*STATED PROBLEM*. Locate each line in the records below that contains the word "Example" and copy every such line.

*GIVEN RECORDS*.
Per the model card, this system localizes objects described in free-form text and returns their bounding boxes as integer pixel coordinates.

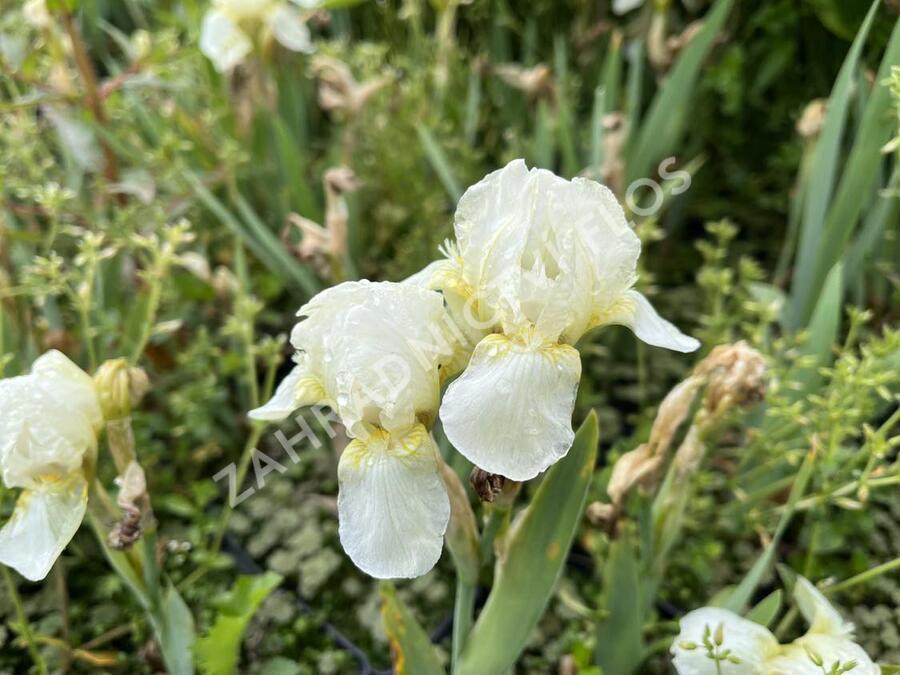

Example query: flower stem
[0,565,47,675]
[453,578,475,673]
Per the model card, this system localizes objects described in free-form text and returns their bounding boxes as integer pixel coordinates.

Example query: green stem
[128,270,162,365]
[0,565,47,675]
[453,578,475,673]
[823,558,900,595]
[775,607,799,640]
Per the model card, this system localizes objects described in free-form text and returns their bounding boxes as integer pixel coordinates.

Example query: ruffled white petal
[266,4,315,54]
[31,349,103,431]
[291,281,455,436]
[441,335,581,481]
[763,634,881,675]
[338,425,450,579]
[200,9,253,73]
[0,353,100,488]
[794,577,853,638]
[455,160,640,343]
[248,365,327,422]
[0,476,87,581]
[599,290,700,352]
[671,607,778,675]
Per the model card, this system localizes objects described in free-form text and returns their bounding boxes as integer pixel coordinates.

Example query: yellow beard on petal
[341,424,429,469]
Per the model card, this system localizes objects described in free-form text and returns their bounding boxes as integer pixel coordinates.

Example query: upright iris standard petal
[0,474,88,581]
[671,607,778,675]
[441,334,581,480]
[338,425,450,579]
[266,4,315,54]
[603,290,700,352]
[200,9,253,73]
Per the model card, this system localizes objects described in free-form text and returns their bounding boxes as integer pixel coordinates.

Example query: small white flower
[250,281,452,578]
[22,0,50,28]
[671,607,779,675]
[200,0,313,72]
[671,577,881,675]
[768,577,881,675]
[0,351,103,581]
[424,160,699,480]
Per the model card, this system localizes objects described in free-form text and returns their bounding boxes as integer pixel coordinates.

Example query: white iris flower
[200,0,313,73]
[0,351,103,581]
[671,577,881,675]
[415,160,699,480]
[250,281,451,579]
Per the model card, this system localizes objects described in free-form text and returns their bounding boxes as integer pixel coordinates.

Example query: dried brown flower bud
[469,466,506,502]
[282,166,359,279]
[797,98,828,138]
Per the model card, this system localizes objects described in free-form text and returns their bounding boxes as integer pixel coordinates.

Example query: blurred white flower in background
[200,0,316,72]
[671,577,881,675]
[415,160,699,480]
[250,281,452,578]
[0,351,103,581]
[22,0,50,28]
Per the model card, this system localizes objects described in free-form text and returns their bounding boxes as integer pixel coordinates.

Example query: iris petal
[440,335,581,480]
[200,9,253,73]
[338,425,450,579]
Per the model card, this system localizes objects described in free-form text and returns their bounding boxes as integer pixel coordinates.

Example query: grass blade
[785,0,880,330]
[456,413,599,675]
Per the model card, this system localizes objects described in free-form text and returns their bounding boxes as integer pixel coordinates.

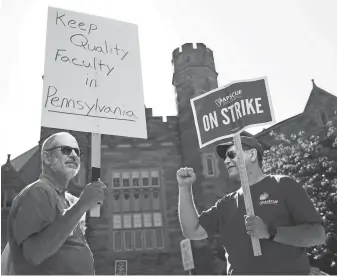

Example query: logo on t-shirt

*SOLUTION*.
Example query: flower stem
Example query: green stem
Example query: ruffled white petal
Example query: yellow beard on petal
Example query: upright iris standard petal
Example query: small white flower
Example query: white iris flower
Example query: dried brown flower bud
Example query: blurred white flower in background
Example query: iris petal
Example query: grass blade
Example query: logo on t-shirt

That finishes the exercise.